* **DATA FOR THE TASK**
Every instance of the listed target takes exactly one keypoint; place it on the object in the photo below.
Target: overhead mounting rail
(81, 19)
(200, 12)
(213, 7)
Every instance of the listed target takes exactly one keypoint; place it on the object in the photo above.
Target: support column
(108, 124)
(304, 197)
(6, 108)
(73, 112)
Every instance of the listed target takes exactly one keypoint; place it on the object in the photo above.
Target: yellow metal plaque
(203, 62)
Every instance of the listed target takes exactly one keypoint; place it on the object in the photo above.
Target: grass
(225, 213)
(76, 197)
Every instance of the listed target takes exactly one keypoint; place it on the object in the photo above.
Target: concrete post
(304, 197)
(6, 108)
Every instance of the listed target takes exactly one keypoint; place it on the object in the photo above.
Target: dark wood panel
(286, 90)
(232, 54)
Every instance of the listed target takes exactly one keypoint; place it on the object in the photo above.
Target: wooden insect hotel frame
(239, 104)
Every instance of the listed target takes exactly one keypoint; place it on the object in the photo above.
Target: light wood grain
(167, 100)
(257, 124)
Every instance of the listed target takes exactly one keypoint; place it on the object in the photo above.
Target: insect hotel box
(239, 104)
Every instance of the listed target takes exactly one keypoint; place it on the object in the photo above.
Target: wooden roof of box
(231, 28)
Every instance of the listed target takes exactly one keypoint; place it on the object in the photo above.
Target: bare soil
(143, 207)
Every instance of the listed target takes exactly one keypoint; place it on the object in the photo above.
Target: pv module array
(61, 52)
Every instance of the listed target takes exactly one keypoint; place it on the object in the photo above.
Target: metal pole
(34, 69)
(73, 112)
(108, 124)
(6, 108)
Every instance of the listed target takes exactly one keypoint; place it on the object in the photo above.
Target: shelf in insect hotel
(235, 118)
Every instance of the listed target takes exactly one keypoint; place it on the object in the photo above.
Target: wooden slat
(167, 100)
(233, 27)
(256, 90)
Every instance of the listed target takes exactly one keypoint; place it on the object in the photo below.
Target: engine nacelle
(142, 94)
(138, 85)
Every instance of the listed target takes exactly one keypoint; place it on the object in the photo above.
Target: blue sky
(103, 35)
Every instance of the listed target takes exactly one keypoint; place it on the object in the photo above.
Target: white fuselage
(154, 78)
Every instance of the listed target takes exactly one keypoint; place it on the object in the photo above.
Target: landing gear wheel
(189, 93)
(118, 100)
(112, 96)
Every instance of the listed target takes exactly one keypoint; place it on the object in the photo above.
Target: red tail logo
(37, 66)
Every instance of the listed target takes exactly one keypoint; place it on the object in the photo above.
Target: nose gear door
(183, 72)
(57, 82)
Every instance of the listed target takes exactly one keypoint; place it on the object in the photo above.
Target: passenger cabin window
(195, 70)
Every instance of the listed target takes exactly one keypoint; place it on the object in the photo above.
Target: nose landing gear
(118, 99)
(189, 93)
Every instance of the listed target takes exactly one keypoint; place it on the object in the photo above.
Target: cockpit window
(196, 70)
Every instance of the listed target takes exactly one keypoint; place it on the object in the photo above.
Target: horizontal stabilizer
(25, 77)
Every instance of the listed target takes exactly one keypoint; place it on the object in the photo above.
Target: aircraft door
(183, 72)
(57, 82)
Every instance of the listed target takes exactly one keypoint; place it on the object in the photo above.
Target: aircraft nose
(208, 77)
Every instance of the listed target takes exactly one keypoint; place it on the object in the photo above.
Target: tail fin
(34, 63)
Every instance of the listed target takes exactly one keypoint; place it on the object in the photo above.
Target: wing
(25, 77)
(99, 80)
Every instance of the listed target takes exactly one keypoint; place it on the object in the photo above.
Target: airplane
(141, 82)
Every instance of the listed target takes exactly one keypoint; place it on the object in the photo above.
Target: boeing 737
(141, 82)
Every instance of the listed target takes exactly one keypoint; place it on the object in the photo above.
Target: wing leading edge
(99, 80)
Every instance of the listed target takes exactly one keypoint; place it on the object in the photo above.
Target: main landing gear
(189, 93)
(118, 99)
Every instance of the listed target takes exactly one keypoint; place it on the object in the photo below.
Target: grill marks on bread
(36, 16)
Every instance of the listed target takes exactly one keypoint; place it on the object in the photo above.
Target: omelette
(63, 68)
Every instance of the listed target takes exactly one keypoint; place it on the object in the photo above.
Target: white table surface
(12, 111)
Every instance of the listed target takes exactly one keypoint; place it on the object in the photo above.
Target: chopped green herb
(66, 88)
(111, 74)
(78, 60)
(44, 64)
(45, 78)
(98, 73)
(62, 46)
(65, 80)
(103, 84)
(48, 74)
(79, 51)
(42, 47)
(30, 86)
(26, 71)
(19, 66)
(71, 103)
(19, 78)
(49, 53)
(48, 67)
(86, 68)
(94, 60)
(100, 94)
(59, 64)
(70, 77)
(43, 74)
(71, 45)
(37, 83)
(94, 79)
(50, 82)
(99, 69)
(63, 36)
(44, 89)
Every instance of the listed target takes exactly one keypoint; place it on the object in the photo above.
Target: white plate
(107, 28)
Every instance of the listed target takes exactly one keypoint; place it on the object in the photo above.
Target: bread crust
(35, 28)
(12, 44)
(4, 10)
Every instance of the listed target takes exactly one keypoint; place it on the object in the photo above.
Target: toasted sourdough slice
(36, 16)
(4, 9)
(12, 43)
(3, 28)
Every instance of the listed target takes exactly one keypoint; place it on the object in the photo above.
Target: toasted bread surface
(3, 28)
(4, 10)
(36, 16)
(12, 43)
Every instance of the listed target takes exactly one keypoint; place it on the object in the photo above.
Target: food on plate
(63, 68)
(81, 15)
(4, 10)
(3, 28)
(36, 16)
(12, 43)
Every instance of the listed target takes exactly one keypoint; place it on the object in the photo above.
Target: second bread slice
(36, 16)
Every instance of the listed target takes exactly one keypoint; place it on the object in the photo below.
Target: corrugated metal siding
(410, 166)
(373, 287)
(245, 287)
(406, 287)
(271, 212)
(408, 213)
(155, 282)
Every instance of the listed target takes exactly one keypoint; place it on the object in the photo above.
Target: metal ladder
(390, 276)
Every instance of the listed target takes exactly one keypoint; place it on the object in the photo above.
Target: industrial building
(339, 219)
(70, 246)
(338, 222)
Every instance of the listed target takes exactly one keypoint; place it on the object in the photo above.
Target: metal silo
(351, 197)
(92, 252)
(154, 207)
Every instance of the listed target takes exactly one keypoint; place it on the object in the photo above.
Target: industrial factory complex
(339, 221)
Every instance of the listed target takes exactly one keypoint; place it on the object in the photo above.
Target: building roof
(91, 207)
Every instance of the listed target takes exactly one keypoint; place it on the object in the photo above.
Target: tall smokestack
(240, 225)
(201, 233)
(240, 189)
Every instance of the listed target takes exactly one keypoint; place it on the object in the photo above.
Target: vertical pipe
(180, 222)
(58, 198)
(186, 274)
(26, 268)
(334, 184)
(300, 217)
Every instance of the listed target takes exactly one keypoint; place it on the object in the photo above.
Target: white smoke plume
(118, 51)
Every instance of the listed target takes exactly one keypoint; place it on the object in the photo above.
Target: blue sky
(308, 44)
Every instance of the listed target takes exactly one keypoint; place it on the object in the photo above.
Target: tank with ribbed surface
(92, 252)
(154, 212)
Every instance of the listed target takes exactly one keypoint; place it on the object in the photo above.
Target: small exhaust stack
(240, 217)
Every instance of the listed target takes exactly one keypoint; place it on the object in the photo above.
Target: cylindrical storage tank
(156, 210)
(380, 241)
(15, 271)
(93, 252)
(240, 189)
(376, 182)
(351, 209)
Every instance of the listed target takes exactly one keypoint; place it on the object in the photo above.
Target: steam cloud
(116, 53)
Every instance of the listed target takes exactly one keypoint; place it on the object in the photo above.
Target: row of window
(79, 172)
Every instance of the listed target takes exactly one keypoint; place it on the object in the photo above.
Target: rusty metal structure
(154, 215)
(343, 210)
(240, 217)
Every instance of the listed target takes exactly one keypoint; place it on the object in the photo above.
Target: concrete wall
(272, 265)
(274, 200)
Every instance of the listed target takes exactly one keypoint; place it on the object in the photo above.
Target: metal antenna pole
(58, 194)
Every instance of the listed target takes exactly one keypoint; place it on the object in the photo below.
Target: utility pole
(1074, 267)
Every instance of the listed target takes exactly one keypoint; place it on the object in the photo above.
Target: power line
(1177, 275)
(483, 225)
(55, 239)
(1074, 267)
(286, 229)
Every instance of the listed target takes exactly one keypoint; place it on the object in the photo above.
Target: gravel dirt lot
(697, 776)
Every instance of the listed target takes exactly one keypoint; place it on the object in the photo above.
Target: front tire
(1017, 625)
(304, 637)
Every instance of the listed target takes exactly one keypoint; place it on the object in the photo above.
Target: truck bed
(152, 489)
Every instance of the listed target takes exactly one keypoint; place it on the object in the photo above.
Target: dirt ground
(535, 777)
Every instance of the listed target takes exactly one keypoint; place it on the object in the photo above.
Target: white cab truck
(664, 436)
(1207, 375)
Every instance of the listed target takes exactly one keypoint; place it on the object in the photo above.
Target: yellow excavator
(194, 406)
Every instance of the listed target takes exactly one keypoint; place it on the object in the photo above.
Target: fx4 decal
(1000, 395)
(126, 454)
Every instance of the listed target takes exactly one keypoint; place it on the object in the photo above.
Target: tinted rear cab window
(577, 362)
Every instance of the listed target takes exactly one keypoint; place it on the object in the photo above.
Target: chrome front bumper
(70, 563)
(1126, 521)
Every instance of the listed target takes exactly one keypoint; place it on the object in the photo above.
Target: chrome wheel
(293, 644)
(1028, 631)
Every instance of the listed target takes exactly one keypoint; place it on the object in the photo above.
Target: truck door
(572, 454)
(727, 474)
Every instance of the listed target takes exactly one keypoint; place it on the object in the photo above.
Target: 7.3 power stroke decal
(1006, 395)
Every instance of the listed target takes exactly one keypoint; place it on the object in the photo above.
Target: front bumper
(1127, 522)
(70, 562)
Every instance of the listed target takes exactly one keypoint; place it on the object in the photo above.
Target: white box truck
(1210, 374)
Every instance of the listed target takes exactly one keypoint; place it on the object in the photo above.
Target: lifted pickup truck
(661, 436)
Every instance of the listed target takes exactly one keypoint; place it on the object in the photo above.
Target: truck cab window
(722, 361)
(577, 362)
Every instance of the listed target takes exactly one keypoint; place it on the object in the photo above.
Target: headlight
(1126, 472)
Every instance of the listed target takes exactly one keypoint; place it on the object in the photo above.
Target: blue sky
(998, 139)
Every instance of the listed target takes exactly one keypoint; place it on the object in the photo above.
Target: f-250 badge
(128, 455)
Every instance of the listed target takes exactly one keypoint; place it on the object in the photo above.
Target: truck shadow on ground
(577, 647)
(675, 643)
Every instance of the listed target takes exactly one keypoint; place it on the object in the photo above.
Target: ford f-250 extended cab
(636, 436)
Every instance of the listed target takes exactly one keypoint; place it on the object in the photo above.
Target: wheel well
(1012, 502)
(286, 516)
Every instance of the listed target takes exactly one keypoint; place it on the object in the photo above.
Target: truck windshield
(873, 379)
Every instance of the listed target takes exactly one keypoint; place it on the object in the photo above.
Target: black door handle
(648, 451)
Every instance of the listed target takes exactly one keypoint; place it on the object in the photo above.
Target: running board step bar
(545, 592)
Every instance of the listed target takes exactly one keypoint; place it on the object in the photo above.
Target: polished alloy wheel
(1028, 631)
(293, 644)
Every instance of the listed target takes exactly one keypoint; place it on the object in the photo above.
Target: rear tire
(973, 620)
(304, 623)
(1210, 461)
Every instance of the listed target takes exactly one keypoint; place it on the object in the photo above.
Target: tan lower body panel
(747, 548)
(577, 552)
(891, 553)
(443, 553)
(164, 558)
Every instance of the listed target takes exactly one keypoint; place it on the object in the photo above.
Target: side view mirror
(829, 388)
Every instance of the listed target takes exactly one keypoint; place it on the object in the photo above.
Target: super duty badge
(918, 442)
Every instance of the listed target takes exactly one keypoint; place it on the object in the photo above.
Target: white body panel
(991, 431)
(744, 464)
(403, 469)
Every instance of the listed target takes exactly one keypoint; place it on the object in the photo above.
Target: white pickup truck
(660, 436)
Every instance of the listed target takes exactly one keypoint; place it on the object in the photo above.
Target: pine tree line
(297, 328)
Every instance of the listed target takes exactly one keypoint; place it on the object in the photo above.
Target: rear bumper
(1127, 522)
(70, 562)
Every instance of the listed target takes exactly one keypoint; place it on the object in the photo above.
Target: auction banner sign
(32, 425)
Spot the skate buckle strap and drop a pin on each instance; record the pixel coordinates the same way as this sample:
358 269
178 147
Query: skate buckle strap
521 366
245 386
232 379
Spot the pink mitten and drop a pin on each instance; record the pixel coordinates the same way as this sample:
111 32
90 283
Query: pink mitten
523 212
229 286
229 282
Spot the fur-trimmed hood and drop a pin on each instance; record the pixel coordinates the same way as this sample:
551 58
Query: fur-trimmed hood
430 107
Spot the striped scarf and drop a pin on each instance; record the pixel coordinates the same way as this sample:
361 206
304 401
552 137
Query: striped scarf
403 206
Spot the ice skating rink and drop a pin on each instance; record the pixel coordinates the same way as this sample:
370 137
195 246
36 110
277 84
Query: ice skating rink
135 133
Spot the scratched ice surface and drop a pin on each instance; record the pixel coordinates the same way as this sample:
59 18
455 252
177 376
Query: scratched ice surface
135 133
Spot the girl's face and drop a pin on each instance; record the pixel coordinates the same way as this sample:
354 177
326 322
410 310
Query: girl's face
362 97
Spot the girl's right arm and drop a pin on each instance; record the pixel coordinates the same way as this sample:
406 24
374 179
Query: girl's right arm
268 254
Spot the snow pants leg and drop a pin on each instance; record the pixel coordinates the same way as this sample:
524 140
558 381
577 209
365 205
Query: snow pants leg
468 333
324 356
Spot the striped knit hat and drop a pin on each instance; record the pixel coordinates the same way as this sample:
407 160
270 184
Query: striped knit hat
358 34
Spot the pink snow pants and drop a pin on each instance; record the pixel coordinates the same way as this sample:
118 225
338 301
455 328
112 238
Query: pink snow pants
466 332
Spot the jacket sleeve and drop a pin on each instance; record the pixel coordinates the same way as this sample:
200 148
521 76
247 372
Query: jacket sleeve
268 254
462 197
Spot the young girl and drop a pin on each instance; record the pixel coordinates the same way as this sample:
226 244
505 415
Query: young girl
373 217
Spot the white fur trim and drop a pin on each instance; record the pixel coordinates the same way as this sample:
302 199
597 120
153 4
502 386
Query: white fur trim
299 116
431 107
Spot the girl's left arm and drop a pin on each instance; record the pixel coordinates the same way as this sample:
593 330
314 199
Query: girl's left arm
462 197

* **WRITTEN PROBLEM**
Give the lines from the one containing "Spot the jacket" through the end of the entries again, exactly as written and with no other lines.

* **CORRECT ANSWER**
Spot the jacket sleeve and drop a pin on each instance; record the pixel coordinates the same way as this sample:
200 148
521 76
247 372
Query: jacket sleeve
268 254
462 197
Spot the young girl and drop a pin on each instance; record the pixel coordinates the same way as this sample:
226 244
505 415
Query: young girl
373 217
Spot the white fur trim and drop a pin on each instance; record the pixel coordinates the same way as this sample:
302 199
597 120
153 4
502 386
Query: white fur trim
299 116
431 107
Spot the girl's left arm and drop a pin on each instance; record the pixel coordinates the same way as this sample:
593 330
314 199
Query: girl's left arm
462 197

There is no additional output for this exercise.